CP: Fringe-tastic preview of all the theatrical and terpsichorean (look it up) delights coming at over the next month through the Live Arts/Philly Fringe Festival. I totally dig AD Amorosi’s Q&A with Charlotte Ford — excellent use of the word “jackweed” — and performing “The Tell-Tale Heart” at the Mutter Museum next to preserved organs just seems too perfect. Holly Otterbein’s smart and well-conceived take on theatrical representations of the animal world has the added bonus of a Jane Goodall in drag:

cp_2010-09-02.jpgFoster first conceived the show as a researcher for the Jane Goodall Institute in Tanzania’s Gombe Stream National Park. While studying in the same place Goodall worked with chimps in the 1960s, he found a community still at odds with the Institute.

“We’ve been there for 50 years,” says Foster. “But the response from Tanzanians was still, ‘What are you doing here?’ That told me a lot about how the Institute had been operating all this time.”

He also started questioning Goodall’s research on dominance displays, in which chimps allegedly ascend the social totem pole by swaying violently, hurling rocks and essentially scaring the crap out of their more chill brethren. “That theory’s got some imperial themes to it, and when Jane first got to Tanzania she was a British woman in a place that was being colonized by England,” says Foster.

Upon returning home to Philly, he decided there was no better way to “both parody and admire” Goodall than to play her in drag. Though the show contrasts his experiences in Tanzania with the legendary scientist’s, Foster insists he isn’t keen on creating an outright dichotomy between the two. “I’m not saying that Jane was a colonizer and I’m this post-colonial figure,” he says. “That would be troubling. It’s more like I’m trying to figure out how I’ve perpetuated these problems, too.”

*INPUT DATA*:
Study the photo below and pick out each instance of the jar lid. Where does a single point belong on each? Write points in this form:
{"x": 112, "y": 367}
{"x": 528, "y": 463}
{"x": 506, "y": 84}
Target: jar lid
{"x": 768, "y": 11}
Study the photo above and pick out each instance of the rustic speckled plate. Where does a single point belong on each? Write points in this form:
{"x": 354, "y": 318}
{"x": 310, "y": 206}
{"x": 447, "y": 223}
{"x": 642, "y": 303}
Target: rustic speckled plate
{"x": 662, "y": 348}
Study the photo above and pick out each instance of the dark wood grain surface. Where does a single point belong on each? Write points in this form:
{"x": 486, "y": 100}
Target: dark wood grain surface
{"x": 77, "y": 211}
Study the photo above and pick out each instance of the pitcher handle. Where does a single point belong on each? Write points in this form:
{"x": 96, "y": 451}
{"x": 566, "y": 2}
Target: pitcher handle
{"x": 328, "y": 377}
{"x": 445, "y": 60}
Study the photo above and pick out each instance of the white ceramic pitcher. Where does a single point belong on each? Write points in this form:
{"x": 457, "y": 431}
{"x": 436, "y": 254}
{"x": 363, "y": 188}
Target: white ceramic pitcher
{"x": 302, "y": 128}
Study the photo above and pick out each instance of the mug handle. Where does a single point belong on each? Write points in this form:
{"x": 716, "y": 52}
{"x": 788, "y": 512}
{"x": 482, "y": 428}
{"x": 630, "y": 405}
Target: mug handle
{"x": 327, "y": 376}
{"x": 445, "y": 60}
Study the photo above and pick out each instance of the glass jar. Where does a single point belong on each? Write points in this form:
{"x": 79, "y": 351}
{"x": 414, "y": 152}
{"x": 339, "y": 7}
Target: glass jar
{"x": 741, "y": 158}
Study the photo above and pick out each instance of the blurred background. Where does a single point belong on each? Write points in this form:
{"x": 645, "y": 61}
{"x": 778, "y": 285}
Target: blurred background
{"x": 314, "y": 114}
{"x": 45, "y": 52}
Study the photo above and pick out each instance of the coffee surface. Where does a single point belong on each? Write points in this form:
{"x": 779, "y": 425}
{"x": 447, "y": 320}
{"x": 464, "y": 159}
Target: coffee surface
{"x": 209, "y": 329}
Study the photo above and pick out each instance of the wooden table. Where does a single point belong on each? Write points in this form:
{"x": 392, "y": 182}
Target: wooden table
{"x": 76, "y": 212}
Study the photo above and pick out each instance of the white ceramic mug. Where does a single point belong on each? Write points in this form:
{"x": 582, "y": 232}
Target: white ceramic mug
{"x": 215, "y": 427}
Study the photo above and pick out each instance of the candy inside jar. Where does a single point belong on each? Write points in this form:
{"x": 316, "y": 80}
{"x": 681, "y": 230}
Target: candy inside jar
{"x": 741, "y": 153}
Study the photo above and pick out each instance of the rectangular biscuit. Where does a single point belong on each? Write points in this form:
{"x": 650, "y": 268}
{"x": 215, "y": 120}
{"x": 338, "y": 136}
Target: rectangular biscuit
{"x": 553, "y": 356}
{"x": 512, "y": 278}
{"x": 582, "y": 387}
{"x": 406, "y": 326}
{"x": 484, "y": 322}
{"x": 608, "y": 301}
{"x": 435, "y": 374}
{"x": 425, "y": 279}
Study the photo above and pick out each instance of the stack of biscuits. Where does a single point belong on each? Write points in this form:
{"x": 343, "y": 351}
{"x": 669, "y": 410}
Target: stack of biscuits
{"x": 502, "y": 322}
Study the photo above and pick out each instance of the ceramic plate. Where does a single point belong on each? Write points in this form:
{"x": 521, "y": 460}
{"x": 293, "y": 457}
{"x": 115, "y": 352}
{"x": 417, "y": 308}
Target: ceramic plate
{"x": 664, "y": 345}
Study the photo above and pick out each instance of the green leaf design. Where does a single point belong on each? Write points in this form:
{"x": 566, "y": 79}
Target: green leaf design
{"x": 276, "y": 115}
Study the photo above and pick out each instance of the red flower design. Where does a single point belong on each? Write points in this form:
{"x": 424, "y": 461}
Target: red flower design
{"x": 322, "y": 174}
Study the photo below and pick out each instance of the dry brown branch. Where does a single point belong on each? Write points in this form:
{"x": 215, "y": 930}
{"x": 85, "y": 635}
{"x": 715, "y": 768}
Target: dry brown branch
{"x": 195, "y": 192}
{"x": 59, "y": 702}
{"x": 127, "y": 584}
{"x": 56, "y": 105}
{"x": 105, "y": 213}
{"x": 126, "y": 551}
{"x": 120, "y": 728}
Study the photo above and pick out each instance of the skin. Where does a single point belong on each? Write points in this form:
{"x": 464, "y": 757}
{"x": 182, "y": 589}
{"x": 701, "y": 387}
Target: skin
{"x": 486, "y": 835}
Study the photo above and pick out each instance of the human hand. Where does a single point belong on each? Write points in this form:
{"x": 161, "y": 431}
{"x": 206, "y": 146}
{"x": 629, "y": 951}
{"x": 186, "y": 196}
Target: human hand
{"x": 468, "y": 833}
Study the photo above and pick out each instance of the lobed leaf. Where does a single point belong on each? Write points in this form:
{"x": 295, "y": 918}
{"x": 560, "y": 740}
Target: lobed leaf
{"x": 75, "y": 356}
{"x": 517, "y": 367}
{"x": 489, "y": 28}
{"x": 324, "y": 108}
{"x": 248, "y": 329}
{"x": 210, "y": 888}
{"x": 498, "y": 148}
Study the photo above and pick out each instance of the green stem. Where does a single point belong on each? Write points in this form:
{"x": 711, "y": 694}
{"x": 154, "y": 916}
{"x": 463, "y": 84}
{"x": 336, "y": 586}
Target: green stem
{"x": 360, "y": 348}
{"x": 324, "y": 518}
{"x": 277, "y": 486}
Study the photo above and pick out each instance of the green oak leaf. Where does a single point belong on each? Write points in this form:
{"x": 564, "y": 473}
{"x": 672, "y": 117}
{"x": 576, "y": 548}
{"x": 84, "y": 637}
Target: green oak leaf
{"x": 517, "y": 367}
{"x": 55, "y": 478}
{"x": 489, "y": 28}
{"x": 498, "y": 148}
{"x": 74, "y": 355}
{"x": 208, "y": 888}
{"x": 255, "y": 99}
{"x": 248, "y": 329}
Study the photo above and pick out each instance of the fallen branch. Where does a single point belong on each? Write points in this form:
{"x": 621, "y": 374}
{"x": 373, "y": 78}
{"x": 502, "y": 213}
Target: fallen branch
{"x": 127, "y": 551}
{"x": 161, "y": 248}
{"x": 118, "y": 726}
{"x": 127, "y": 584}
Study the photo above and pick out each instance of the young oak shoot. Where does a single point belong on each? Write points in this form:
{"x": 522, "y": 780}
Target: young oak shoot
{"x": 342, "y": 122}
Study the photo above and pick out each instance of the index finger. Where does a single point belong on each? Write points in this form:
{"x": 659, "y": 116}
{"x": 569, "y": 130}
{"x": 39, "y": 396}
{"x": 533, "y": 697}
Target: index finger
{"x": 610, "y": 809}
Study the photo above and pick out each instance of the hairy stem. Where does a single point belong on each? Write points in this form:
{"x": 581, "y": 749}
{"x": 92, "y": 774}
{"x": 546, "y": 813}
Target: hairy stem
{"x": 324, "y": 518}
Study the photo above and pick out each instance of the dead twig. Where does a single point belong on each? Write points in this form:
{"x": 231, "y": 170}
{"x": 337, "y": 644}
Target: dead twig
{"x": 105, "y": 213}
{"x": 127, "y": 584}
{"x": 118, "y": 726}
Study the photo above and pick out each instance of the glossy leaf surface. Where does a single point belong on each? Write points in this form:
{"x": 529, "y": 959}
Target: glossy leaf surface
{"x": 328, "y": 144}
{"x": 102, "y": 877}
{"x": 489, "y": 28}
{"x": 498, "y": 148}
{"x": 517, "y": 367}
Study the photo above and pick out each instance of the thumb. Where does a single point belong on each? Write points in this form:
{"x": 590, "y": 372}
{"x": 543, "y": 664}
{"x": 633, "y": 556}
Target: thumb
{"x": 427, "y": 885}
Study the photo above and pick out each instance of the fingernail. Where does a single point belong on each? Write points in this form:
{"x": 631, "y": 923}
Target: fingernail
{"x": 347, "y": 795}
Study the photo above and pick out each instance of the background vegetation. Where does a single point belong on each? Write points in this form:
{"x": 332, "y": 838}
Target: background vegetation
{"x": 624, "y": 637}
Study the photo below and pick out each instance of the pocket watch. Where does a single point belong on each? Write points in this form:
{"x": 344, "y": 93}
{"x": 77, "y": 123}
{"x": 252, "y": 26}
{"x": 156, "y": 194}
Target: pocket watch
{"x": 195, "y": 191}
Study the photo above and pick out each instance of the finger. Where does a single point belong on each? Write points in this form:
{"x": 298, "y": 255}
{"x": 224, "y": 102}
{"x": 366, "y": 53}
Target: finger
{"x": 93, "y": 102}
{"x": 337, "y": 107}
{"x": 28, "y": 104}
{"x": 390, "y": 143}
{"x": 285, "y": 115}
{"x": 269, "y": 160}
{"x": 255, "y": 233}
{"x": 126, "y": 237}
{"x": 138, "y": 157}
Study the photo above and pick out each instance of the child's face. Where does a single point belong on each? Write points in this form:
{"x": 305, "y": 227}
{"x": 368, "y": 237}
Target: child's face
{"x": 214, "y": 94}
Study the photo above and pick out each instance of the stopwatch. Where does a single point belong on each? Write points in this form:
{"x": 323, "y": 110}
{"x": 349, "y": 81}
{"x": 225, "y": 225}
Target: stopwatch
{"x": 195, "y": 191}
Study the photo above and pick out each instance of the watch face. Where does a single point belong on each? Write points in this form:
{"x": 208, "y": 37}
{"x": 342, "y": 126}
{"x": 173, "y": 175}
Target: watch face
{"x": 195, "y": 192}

*WHAT THIS TASK INVOLVES*:
Pick up the Philly Fringe Festival preview text after its final sentence and write the next part.

*YOUR RESPONSE*:
Even more mind-bending is Beauvais Lyons, who’s bizarrely knowledgeable on the subject of unicorns and their presence in the Bible. For real. Man, the festival hasn’t even started and my mind’s already blown.

INSIDE THE BOOK

PW: Another easy target: music PR people. Water, water everywhere, but it’ll land you in the clink. Urban tumbleweeds: “soiled newspapers, napkins and discarded food packages blow slowly down the street.”
Well said: “If it takes a village, the Philadelphia School District is the idiot.” Also, ouch.

CP: References I did not see coming: the ‘84 Baltimore Colts. Too soon? 37 years in the box, the hole, or other, presumably non-sexual euphemisms for solitary confinement. Four very exciting words: “enormous, airborne Phillie Phanatic.” Another young journalist, disillusioned. So sad.

WINNER: I don’t usually take cover images into consideration, but PW’s just strikes me as dumb. There’s no fun and games in the article, no sense that SEPTA really gets a laugh out of jerking us around. So, CP takes it, but watch yourselves — another Naked Bike Ride cover, and you’re officially on notice.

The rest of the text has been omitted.